## Exercise aim
Once the line containing "like [[172, 142]]." has been written out, stop; until then, restate each line of the entries below word for word from the first.

────────────────────

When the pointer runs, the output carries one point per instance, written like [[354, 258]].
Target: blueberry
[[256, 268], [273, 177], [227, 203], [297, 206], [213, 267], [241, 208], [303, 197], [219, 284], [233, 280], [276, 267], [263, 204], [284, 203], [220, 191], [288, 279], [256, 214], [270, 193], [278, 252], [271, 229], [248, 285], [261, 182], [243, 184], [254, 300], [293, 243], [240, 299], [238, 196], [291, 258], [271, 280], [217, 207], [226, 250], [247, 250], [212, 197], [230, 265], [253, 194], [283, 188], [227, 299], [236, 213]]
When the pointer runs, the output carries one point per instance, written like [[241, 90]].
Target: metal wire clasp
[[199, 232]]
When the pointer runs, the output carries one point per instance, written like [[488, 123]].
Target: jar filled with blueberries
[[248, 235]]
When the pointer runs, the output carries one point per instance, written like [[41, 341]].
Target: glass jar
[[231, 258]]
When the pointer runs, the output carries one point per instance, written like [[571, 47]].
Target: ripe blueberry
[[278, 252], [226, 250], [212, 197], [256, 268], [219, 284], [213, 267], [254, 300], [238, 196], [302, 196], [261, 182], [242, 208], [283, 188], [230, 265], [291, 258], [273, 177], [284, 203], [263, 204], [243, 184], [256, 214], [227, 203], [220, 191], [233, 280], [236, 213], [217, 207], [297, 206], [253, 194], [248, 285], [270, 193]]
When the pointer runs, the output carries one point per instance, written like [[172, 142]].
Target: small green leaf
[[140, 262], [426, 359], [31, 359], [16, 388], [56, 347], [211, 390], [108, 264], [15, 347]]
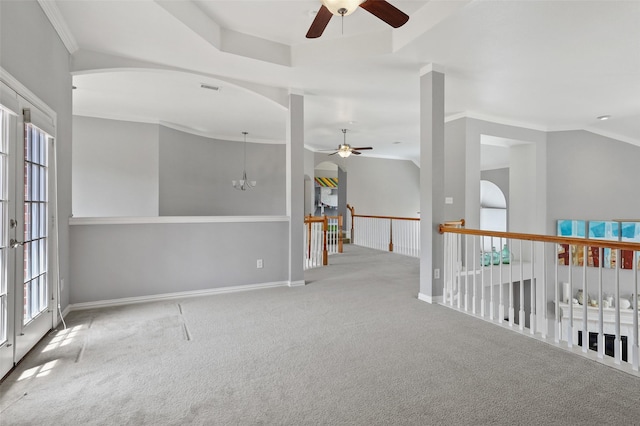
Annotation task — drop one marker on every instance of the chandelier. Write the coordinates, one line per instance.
(244, 183)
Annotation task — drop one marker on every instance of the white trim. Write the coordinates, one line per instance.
(137, 220)
(52, 11)
(612, 135)
(430, 299)
(170, 296)
(495, 120)
(431, 68)
(26, 94)
(179, 128)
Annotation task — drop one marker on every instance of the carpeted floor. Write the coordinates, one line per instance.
(354, 346)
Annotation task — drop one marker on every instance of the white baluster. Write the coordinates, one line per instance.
(475, 254)
(544, 291)
(491, 306)
(466, 276)
(532, 314)
(521, 313)
(482, 291)
(458, 269)
(618, 342)
(635, 347)
(600, 308)
(570, 325)
(558, 331)
(585, 303)
(501, 301)
(512, 312)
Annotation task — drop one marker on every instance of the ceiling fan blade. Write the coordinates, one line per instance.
(319, 23)
(386, 11)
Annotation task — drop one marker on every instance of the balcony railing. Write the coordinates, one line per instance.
(322, 237)
(397, 234)
(533, 287)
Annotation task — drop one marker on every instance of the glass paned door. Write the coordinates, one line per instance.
(34, 317)
(25, 291)
(35, 235)
(8, 126)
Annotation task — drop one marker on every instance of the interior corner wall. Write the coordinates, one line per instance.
(38, 59)
(474, 130)
(378, 186)
(500, 177)
(310, 188)
(591, 177)
(115, 168)
(455, 172)
(196, 174)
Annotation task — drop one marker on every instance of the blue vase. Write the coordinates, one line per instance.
(506, 256)
(495, 256)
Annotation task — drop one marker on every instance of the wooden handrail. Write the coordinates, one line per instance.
(456, 223)
(308, 220)
(386, 217)
(542, 238)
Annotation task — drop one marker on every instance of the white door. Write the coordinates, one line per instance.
(26, 296)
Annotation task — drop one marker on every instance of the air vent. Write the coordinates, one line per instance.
(208, 86)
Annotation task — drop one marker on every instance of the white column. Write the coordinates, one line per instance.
(295, 187)
(431, 182)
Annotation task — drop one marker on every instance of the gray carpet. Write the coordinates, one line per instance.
(354, 347)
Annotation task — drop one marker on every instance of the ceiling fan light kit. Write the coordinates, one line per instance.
(342, 7)
(244, 183)
(345, 150)
(379, 8)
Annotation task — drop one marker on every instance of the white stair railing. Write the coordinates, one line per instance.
(322, 237)
(528, 289)
(389, 233)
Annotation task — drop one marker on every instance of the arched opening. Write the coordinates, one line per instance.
(326, 184)
(493, 213)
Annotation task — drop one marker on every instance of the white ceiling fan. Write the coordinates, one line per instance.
(379, 8)
(345, 150)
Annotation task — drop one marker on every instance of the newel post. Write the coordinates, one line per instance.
(353, 213)
(339, 233)
(325, 253)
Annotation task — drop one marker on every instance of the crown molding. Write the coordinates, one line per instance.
(54, 15)
(496, 120)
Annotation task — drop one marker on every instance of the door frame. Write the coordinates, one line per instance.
(16, 97)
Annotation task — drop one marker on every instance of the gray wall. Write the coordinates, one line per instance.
(378, 186)
(31, 51)
(591, 177)
(133, 260)
(500, 177)
(115, 168)
(196, 174)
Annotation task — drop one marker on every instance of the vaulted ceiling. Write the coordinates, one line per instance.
(548, 65)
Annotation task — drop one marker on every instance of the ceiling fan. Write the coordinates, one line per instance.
(345, 150)
(380, 8)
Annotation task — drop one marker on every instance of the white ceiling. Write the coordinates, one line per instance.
(548, 65)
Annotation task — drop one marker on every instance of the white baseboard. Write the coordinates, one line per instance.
(169, 296)
(430, 299)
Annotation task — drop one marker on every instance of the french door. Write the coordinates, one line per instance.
(26, 296)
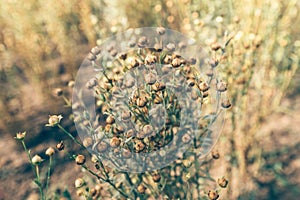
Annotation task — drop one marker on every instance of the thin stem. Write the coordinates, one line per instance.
(29, 157)
(38, 182)
(48, 176)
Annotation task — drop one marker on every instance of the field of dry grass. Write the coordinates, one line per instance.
(42, 45)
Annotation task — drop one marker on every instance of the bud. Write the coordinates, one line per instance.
(215, 46)
(36, 160)
(110, 119)
(79, 182)
(160, 30)
(54, 120)
(215, 154)
(50, 151)
(176, 62)
(58, 92)
(156, 177)
(221, 86)
(80, 159)
(20, 135)
(213, 195)
(141, 189)
(150, 79)
(60, 146)
(222, 182)
(115, 142)
(226, 104)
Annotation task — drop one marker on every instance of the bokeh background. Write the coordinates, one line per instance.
(42, 44)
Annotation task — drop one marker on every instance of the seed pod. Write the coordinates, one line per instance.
(91, 57)
(79, 182)
(215, 154)
(126, 153)
(203, 86)
(170, 46)
(222, 182)
(126, 115)
(115, 142)
(60, 146)
(214, 63)
(87, 142)
(80, 159)
(215, 46)
(58, 92)
(50, 151)
(96, 50)
(141, 102)
(139, 146)
(168, 59)
(181, 45)
(213, 195)
(157, 47)
(110, 120)
(158, 86)
(102, 147)
(20, 135)
(148, 130)
(221, 86)
(156, 177)
(123, 56)
(36, 160)
(176, 62)
(143, 41)
(186, 138)
(150, 78)
(141, 189)
(226, 104)
(114, 52)
(192, 61)
(160, 30)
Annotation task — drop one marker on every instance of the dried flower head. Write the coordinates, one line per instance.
(80, 159)
(213, 195)
(54, 120)
(60, 146)
(141, 189)
(20, 135)
(36, 160)
(58, 92)
(115, 142)
(79, 182)
(222, 182)
(50, 151)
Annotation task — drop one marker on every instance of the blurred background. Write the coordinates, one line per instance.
(42, 44)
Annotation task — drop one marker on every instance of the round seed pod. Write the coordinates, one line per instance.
(160, 30)
(221, 86)
(110, 120)
(102, 147)
(176, 62)
(58, 92)
(203, 86)
(79, 182)
(80, 159)
(50, 151)
(222, 182)
(156, 177)
(215, 46)
(150, 79)
(226, 104)
(213, 195)
(60, 146)
(141, 189)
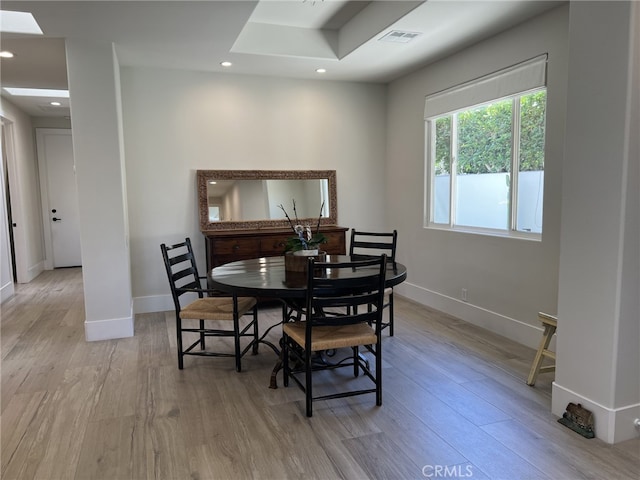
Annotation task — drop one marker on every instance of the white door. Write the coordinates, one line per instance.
(60, 197)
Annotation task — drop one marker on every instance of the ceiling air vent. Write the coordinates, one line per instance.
(397, 36)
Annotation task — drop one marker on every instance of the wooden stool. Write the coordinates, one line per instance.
(550, 324)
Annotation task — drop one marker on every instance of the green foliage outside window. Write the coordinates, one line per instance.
(484, 137)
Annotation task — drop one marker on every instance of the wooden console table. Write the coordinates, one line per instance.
(224, 246)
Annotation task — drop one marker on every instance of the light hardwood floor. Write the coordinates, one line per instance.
(455, 405)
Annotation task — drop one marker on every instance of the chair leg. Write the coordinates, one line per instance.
(236, 339)
(285, 360)
(201, 335)
(356, 364)
(391, 314)
(379, 373)
(255, 330)
(308, 381)
(179, 342)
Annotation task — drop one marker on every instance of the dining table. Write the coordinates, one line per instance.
(267, 278)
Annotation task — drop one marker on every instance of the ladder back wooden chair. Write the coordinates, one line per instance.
(194, 303)
(368, 244)
(332, 322)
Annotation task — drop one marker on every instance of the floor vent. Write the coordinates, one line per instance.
(397, 36)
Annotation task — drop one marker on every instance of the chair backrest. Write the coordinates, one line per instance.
(182, 271)
(368, 244)
(346, 293)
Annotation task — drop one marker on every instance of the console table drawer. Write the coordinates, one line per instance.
(224, 246)
(273, 245)
(236, 246)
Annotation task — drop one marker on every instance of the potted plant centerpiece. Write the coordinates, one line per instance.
(304, 243)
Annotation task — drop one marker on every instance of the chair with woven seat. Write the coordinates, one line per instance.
(368, 244)
(207, 305)
(333, 321)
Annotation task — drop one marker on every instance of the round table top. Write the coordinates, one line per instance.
(267, 277)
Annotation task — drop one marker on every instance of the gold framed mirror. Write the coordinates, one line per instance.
(251, 199)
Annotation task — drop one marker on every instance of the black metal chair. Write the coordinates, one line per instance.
(332, 322)
(206, 304)
(368, 244)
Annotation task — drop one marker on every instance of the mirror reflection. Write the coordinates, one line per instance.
(247, 200)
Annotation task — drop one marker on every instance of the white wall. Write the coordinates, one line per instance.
(598, 359)
(507, 280)
(177, 122)
(25, 191)
(97, 130)
(6, 274)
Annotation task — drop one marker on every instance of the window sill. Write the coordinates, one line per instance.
(488, 232)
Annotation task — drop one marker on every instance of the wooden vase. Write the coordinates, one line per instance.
(298, 263)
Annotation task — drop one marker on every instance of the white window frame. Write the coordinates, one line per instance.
(516, 81)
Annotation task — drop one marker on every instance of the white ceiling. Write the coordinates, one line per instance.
(269, 37)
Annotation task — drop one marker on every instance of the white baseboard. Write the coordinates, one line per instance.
(153, 303)
(6, 291)
(510, 328)
(108, 329)
(611, 425)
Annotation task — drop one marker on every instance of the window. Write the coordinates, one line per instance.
(485, 160)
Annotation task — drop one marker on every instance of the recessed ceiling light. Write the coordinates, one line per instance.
(36, 92)
(18, 22)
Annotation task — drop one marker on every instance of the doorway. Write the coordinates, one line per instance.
(7, 207)
(59, 192)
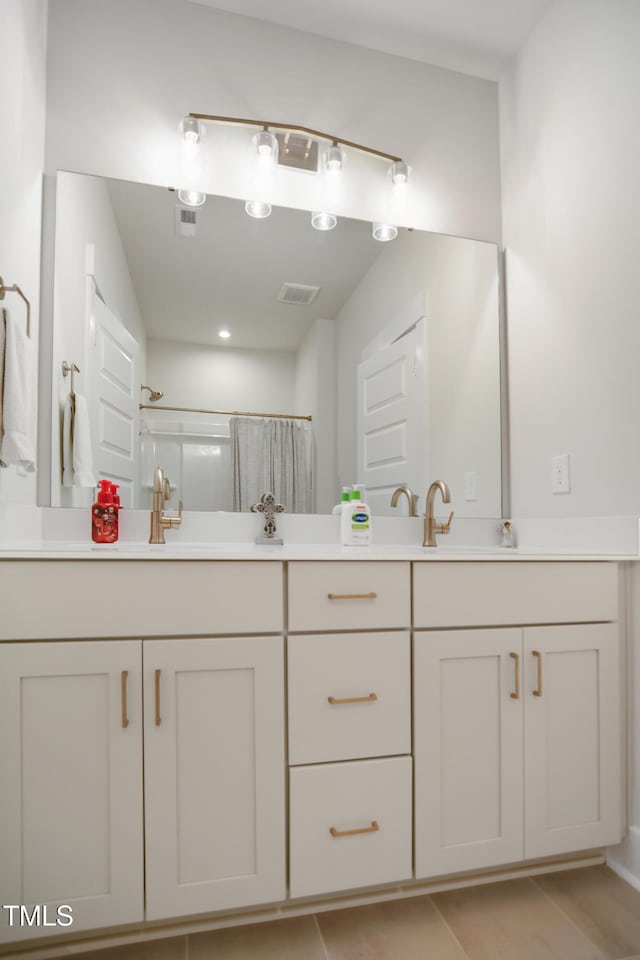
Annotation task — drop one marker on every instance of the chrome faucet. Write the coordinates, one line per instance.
(412, 499)
(431, 528)
(159, 520)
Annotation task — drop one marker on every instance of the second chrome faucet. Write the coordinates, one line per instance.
(431, 528)
(159, 520)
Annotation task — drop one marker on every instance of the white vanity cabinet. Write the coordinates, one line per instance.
(73, 737)
(214, 774)
(350, 780)
(516, 729)
(71, 794)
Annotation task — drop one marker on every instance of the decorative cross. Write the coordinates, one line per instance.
(268, 507)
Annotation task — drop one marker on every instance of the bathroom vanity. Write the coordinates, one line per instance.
(198, 739)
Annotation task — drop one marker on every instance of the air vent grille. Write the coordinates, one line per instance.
(298, 293)
(185, 222)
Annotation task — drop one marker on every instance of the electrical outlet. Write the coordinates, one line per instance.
(470, 485)
(560, 479)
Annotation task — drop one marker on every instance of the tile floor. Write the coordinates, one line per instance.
(586, 914)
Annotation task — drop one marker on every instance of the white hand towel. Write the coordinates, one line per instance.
(17, 443)
(83, 475)
(3, 314)
(67, 442)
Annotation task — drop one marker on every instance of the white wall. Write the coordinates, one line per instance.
(84, 216)
(315, 394)
(454, 283)
(191, 375)
(22, 108)
(123, 73)
(569, 111)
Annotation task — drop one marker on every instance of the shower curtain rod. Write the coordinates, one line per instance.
(225, 413)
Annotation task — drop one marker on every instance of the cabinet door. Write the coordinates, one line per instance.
(468, 749)
(71, 796)
(572, 738)
(214, 774)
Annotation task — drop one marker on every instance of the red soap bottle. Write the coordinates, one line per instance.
(104, 515)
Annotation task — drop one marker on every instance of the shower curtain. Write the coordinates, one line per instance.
(271, 456)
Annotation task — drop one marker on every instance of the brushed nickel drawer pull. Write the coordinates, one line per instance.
(351, 833)
(157, 692)
(352, 596)
(123, 698)
(516, 694)
(538, 656)
(369, 699)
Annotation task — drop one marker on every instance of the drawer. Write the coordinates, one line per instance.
(349, 696)
(492, 594)
(350, 825)
(349, 595)
(141, 598)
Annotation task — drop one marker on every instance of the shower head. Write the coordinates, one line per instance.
(153, 394)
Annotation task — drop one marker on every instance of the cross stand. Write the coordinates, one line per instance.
(268, 507)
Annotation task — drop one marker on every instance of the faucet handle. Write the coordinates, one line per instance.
(445, 527)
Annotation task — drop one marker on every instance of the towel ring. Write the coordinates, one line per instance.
(14, 288)
(69, 368)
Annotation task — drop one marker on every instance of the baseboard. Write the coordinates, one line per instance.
(625, 859)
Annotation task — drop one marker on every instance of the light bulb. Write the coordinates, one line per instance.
(266, 144)
(192, 130)
(323, 221)
(191, 198)
(259, 209)
(399, 172)
(384, 232)
(334, 158)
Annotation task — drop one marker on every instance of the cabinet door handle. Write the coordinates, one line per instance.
(352, 596)
(369, 699)
(157, 697)
(538, 656)
(351, 833)
(516, 693)
(123, 698)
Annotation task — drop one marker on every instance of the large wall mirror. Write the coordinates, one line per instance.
(285, 355)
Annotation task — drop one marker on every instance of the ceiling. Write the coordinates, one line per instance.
(477, 37)
(230, 273)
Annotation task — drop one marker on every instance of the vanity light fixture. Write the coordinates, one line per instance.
(192, 198)
(265, 145)
(323, 221)
(399, 172)
(334, 158)
(258, 209)
(384, 232)
(192, 130)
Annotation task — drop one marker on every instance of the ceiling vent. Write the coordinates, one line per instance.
(185, 222)
(298, 293)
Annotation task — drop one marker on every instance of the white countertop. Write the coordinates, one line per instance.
(41, 533)
(63, 550)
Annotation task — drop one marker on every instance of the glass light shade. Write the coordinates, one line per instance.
(266, 144)
(399, 172)
(384, 232)
(323, 221)
(192, 130)
(191, 198)
(334, 158)
(259, 209)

────────────────────

## Your solution
When the pointer runs, the output carries one point per instance, written like [[354, 258]].
Target: blueberry
[[256, 268], [273, 177], [227, 203], [297, 206], [213, 267], [241, 208], [303, 197], [219, 284], [233, 280], [276, 267], [263, 204], [284, 203], [220, 191], [288, 279], [256, 214], [270, 193], [278, 252], [271, 229], [248, 285], [261, 182], [243, 184], [254, 300], [293, 243], [240, 299], [238, 196], [291, 258], [271, 280], [217, 207], [226, 250], [247, 250], [212, 197], [230, 265], [253, 194], [283, 188], [227, 299], [236, 213]]
When the pointer runs, the output carries one point per instance, written like [[241, 90]].
Target: metal wire clasp
[[199, 232]]
When the pointer runs, the output carries one point per instance, written like [[488, 123]].
Target: jar filled with blueberries
[[248, 235]]
When the pointer runs, the output carries one point per instance, written like [[41, 341]].
Target: glass jar
[[231, 258]]
When the pointer runs, the output carries one point per instance, written like [[571, 47]].
Target: ripe blueberry
[[278, 252], [226, 250], [212, 197], [256, 268], [219, 284], [213, 267], [254, 300], [238, 196], [302, 196], [261, 182], [242, 208], [283, 188], [230, 265], [291, 258], [273, 177], [284, 203], [263, 204], [243, 184], [256, 214], [227, 203], [220, 191], [233, 280], [236, 213], [217, 207], [297, 206], [253, 194], [248, 285], [270, 193]]
When the pointer runs, the output carries one point per instance, written like [[172, 142]].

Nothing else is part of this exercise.